**GIVEN PROBLEM**
Reproduce the whole listing, character for character.

**INFORMATION PROVIDED**
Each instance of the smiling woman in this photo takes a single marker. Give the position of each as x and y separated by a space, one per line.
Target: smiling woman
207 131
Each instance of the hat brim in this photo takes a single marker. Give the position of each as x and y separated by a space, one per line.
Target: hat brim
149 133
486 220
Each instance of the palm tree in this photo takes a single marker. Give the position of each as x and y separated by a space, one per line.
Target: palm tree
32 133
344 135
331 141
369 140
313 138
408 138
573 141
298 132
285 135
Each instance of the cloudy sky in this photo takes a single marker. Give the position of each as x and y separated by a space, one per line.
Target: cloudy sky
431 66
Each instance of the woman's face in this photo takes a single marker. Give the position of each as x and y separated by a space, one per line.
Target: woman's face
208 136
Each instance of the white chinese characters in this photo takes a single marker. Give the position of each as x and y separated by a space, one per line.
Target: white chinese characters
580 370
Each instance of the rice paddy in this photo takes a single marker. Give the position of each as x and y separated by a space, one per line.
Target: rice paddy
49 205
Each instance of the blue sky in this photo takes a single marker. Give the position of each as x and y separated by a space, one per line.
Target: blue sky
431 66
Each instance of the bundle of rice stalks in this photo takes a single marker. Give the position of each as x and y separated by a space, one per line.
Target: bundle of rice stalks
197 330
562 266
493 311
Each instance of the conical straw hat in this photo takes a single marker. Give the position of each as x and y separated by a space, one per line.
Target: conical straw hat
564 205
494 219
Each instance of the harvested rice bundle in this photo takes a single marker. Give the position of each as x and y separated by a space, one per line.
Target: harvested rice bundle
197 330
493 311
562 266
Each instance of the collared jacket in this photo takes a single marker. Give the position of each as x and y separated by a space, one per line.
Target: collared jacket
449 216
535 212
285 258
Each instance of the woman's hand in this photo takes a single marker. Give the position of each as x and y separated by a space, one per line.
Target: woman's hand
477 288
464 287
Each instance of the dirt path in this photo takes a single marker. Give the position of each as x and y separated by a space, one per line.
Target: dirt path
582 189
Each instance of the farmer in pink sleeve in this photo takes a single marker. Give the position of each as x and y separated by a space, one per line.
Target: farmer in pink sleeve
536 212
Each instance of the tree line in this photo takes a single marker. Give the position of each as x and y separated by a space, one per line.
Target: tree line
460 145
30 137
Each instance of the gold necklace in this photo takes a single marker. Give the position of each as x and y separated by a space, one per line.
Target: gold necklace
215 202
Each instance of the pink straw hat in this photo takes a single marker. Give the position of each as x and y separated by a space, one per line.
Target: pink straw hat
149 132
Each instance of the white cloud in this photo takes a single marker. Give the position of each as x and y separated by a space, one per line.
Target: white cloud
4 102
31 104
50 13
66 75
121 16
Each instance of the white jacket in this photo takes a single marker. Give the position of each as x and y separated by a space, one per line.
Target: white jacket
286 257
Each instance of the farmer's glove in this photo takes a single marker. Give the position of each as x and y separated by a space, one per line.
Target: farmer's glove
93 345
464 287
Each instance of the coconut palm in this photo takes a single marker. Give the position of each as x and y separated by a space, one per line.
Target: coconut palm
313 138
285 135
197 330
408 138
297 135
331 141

**ANSWER FOR THIS EXERCISE**
Each instance of the smiling woman in this photo takes a single marker. Give the position of each as x and y separated by a space, one per line.
Target: smiling woman
207 131
Each instance of the hat brim in this photo takes a single marker. Give the position of each as x and y separated by a space, one per line.
Target: hat brim
149 133
486 220
Each instance of the palm tree in this photo takes a single marker. Give the position of each as x and y separated by a space, one per line.
Target: palm tree
32 133
344 135
331 141
369 140
313 138
408 138
573 141
298 132
285 135
Each instance of the cloudy sky in this photo takes a single marker. Give the position of each as x and y separated by a space, one per line.
Target: cloudy sky
431 66
Each instance of the woman's face in this photo takes a single marker. Give the position of each as x and y separated by a space, one per line.
Target: woman's face
208 136
Each instance of the white chinese characters in this photo takes a single marker. Give the position of each as x and y separated by a space, one per line.
Target: white chinese characters
580 370
Each instance of the rice paddy in this photo takes a single marker. Give the position of each as x and y separated by a space, one per line.
Target: rice paddy
49 205
Each instance of the blue sky in this photo takes a single marker. Give the position of each as x and y separated by a space, one per line.
Target: blue sky
431 66
Each instance of the bundle of rice stalks in this photo takes a single marker. Give the position of each as x and y separated by a space, one per line.
Target: bundle of rice stalks
197 330
562 266
493 311
Each instance of the conical straw hat in this photo takes a single marker. Give the position of each as x and y separated by a space, one per line.
Target: conical straw hat
564 205
494 219
Each instance of the harvested rice bundle in this photo takes a single marker. Give the position of each as x and y separated by a space, one per line.
Target: harvested rice bundle
197 330
493 311
562 266
Each instance of the collared jacket in this photo takes a single marker. Give the position of each as x and y separated by a space, one per line.
Target: collared jacket
449 216
535 212
285 258
Each instance of the woman's hand in this photo takes a single marker. Give the position of each as x and y separated by a space, one per line.
Target: woman's hand
477 288
464 287
Each instance of the dirt path in this photo takes a single marker. Give the position of each as x and y separated by a space, one per line.
Target: dirt path
582 189
Each instance of the farmer in pink sleeve in this photo takes a single marker. Give the position of each as x and y separated by a space, one per line.
Target: farmer in pink sleeve
536 212
Each instance of the tree line in this photo takes a single marker. Give the position of each as x and y separated by a space, one per line.
Target: tree line
460 145
30 137
Each instance of the gold necklace in this photo takes a single marker. Give the position of each as x and y separated by a space, one per line.
Target: gold necklace
215 202
Each instance of the pink straw hat in this photo takes a single marker. Give the position of each as x and y separated by a space, one per line.
Target: pink straw hat
149 132
Each instance of the white cloud in this photo takes a single marker. Give the position of each as x and y separated by a space, one per line.
Target: white cloud
4 102
31 104
50 13
66 75
121 16
Each instance of the white jacket in this photo takes a single marker. Give the position of each as x and y separated by a space, one per line.
Target: white jacket
286 257
Each instance of the farmer's glove in this photo takes a single marker. Give the position of each as x and y separated by a space, one per line.
Target: farmer's glove
93 345
464 287
Each instance of the coconut palm in this photo takes a single marker. Give the position of each as x and y separated by a space, one per line.
Target: coconut palm
313 138
285 135
197 330
408 138
297 135
331 141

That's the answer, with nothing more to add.